**Excerpt provided**
# Preferred Payment Method other than Credit Card and Paypal?



## Everyday (Mar 27, 2014)

Just as the title says. What is your preferred method of payment besides credit card and paypal?  We want to add more options for customers but don't want to bother with gateways that aren't going to be used.


----------



## drmike (Mar 27, 2014)

Cash, non sequentially issued bills... in envelope.

Bitcoin seems to be growing in popularity for a segment out there.

Asian buyers use different payment stuff.


----------



## wlanboy (Mar 28, 2014)

As an EU citizen you list the two payment methods (except Bitcoin) that I am able to use (to buy US services) without hassle.


----------



## Packety (Mar 28, 2014)

That would be bitcoin, but i still. prefer paypal or credit card.


----------



## HostXNow (Mar 28, 2014)

Prefer Paypal and Credit Card. Stripe is good til you have to pay high fee for chargebacks.


----------



## Everyday (Mar 28, 2014)

I'm not sure I can get management to go to bitcoin just yet, but I will investigate the costs of Stripe. Any others?


----------



## HostXNow (Mar 28, 2014)

Everyday said:


> I'm not sure I can get management to go to bitcoin just yet, but I will investigate the costs of Stripe. Any others?


Using Stripe certainly makes you verify orders for fraud better. But yes, found setting up Stripe was a lot easier over trying to setup 2CheckOut.com and Authorize.net which process seems to go on forever and ever.


----------



## qps (Mar 28, 2014)

BitPay is an interesting way to accept BitCoin.  They immediately convert to USD and send the money to your bank account.


----------



## concerto49 (Mar 28, 2014)

HostXNow said:


> Using Stripe certainly makes you verify orders for fraud better. But yes, found setting up Stripe was a lot easier over trying to setup 2CheckOut.com and Authorize.net which process seems to go on forever and ever.


We had 2Checkout setup with 0 problems.


----------



## SkylarM (Mar 28, 2014)

HostXNow said:


> Using Stripe certainly makes you verify orders for fraud better. But yes, found setting up Stripe was a lot easier over trying to setup 2CheckOut.com and Authorize.net which process seems to go on forever and ever.


We dropped stripe in favor of Braintree. Braintree is significantly better IMO, they also have phone support. Annoys the heck out of me that I couldn't call to speak to a human being over at Stripe.


----------



## Packety (Mar 28, 2014)

2Checkout is a good payment option, and it is not that hard to setup.

Also a pretty safe payment alternative.


----------



## HostXNow (Mar 28, 2014)

Actually I think it was just Authorize I had trouble with (too much back and forth with proof etc). Just I was trying both options at the same time as needed to replace Google Checkout. Just logged into 2CheckOut and it looks good.


----------



## SPINIKR-RO (Mar 28, 2014)

SkylarM said:


> We dropped stripe in favor of Braintree. Braintree is significantly better IMO, they also have phone support. Annoys the heck out of me that I couldn't call to speak to a human being over at Stripe.

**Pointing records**
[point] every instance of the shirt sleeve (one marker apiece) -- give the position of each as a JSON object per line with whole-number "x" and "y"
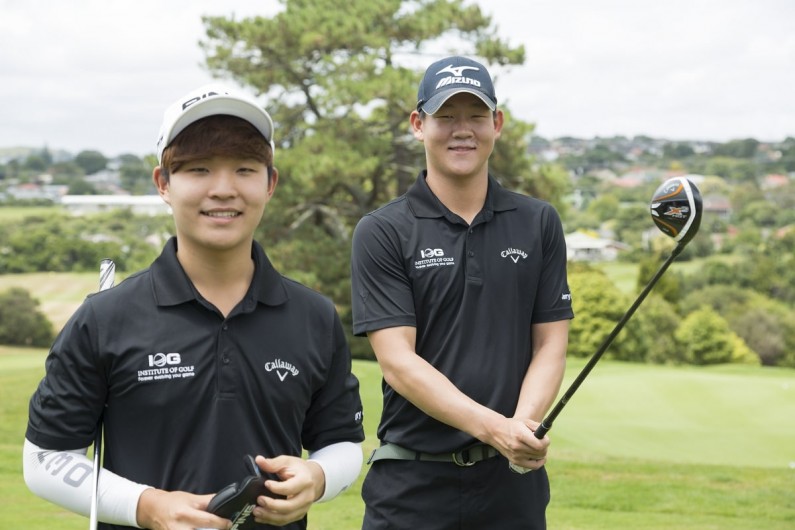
{"x": 64, "y": 410}
{"x": 553, "y": 300}
{"x": 335, "y": 414}
{"x": 381, "y": 292}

**Challenge 1**
In the payment methods thread, which service did SkylarM's company switch to after dropping Stripe?
**Challenge 2**
Retype the part of the payment methods thread from "Just as the" up to and including "bills... in envelope.".

**Written response 1**
Braintree.

**Written response 2**
Just as the title says. What is your preferred method of payment besides credit card and paypal?  We want to add more options for customers but don't want to bother with gateways that aren't going to be used.


----------



## drmike (Mar 27, 2014)

Cash, non sequentially issued bills... in envelope.